• ENTRIES SUPPLIED:
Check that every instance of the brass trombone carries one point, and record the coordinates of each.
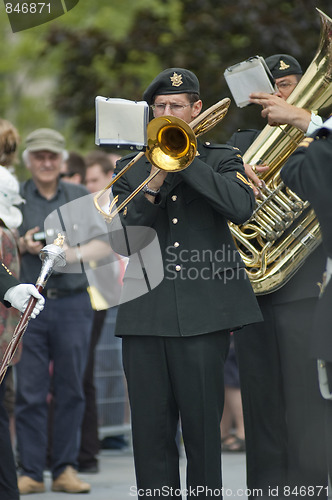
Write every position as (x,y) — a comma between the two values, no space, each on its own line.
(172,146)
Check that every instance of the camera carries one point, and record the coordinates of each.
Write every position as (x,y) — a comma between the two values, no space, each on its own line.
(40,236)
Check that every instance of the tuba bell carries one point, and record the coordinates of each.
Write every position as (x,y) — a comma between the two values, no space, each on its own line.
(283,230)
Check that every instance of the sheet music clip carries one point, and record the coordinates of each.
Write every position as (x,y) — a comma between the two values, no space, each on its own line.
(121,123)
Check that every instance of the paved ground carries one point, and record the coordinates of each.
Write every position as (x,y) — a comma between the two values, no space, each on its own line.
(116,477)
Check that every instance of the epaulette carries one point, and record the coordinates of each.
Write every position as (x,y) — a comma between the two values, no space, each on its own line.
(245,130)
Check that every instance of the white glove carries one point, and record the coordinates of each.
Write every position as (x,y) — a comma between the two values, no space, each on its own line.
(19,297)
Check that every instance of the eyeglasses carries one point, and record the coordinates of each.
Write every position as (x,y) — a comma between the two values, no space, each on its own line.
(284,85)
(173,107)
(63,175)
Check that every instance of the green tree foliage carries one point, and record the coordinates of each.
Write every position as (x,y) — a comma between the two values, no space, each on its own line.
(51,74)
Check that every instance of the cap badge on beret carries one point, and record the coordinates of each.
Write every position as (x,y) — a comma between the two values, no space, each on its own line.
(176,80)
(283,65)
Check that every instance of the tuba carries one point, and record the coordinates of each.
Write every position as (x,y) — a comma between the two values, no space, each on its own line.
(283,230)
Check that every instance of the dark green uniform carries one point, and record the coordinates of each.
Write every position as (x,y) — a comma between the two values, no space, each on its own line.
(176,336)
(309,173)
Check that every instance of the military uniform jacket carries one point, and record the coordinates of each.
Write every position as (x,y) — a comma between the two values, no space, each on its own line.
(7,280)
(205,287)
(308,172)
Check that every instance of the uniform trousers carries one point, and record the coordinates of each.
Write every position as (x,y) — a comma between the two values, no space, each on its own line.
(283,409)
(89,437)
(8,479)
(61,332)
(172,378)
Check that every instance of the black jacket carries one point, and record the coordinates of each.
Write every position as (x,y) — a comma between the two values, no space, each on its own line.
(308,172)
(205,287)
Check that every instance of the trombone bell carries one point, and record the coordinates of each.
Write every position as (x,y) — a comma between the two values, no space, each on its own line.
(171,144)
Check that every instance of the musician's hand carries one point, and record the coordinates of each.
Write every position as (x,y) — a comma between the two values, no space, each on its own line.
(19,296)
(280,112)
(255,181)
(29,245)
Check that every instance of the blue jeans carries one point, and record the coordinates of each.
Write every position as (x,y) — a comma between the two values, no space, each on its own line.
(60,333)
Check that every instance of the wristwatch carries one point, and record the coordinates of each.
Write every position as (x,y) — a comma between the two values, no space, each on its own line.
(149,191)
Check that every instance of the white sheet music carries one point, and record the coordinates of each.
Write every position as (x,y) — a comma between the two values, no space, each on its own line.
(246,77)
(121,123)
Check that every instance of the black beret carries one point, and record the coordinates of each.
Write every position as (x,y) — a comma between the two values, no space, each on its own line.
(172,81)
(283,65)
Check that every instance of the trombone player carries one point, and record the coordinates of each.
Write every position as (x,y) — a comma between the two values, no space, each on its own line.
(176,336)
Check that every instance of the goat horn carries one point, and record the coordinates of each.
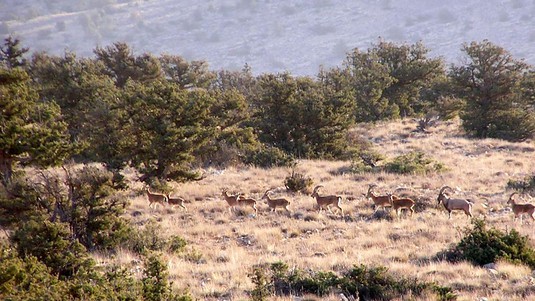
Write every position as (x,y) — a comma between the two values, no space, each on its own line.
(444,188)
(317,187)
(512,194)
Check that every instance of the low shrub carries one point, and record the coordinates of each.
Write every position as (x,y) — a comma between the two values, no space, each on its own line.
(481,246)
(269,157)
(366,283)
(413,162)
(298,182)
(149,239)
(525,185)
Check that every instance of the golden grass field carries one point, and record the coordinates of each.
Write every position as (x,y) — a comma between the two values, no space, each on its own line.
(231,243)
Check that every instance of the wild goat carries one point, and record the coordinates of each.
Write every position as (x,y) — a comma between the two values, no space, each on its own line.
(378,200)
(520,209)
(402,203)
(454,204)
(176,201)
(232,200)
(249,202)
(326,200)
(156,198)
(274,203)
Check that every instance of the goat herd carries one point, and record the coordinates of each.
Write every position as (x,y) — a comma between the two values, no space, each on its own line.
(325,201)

---

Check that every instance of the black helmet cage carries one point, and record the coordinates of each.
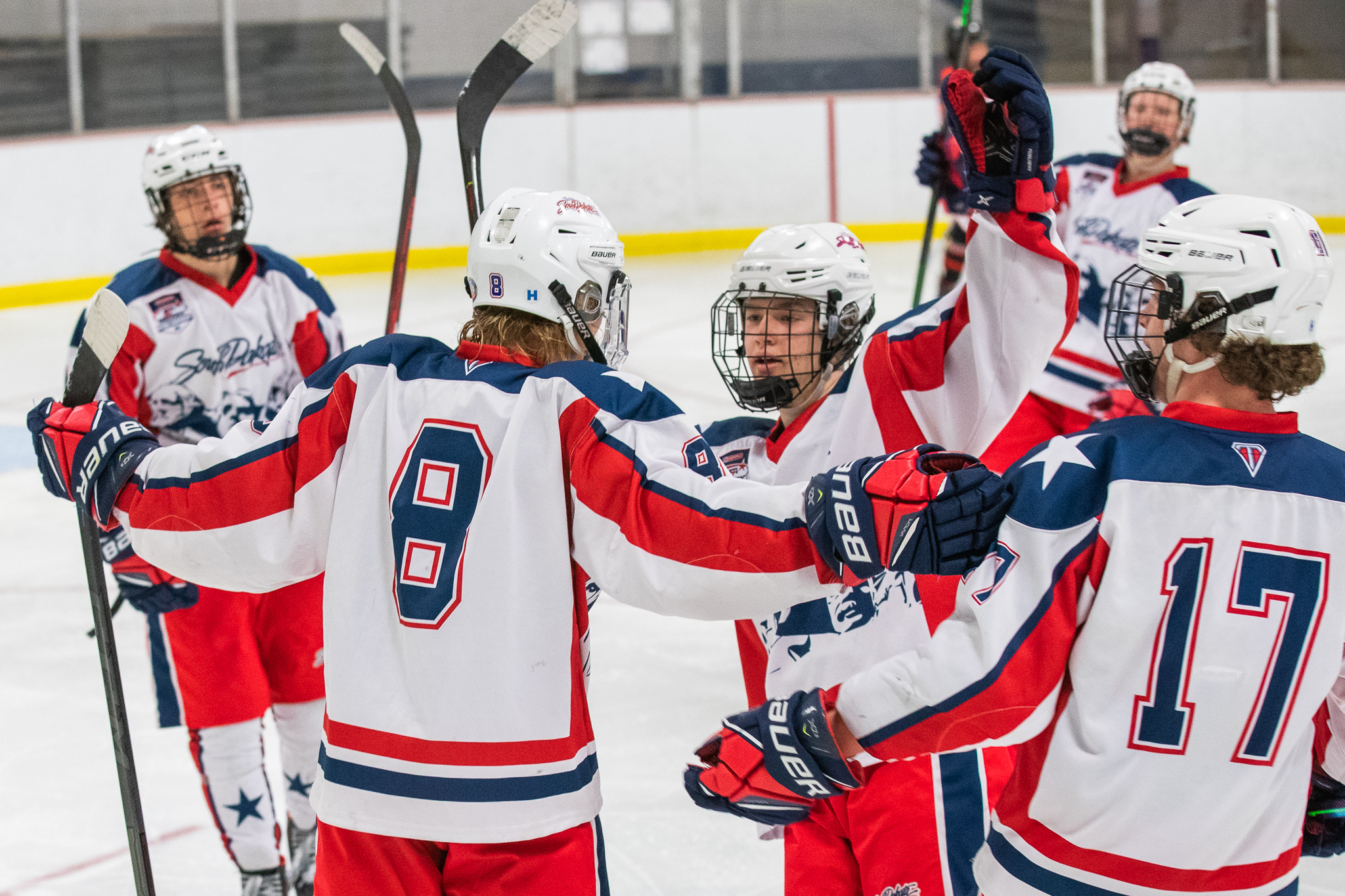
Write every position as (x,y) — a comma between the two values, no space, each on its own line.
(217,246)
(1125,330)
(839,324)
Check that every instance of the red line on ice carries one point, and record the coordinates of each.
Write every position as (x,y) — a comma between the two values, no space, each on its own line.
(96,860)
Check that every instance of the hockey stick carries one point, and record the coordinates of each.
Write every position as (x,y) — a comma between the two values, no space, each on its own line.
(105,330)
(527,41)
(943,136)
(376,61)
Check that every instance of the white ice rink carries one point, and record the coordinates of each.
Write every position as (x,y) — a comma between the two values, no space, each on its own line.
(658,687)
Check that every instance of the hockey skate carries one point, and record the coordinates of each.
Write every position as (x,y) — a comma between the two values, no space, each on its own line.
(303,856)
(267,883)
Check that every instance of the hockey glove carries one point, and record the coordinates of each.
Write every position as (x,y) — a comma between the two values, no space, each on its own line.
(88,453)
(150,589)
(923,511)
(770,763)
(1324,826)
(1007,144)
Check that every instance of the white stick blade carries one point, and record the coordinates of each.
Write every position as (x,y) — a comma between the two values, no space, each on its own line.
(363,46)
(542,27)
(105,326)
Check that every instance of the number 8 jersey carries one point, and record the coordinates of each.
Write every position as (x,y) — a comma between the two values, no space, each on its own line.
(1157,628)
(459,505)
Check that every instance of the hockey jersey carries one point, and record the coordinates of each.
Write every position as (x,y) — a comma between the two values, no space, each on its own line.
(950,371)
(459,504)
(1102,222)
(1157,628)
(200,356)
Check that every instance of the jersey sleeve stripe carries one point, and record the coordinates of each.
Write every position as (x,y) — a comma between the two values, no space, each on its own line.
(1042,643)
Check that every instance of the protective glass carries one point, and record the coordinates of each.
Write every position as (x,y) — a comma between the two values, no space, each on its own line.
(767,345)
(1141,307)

• TASK TO COMPLETE: Which lines of the listing above contain the string "goat", with uppercase and lowercase counted as different? Copy each of those lines in full.

• FINISHED ANSWER:
Check that every instance of the goat horn carries one point, and record the coordinates of each.
Check that every instance of the wild goat carries one point, and record the coordinates of each.
Check that every instance of the goat herd carries one point, and record the coordinates of each.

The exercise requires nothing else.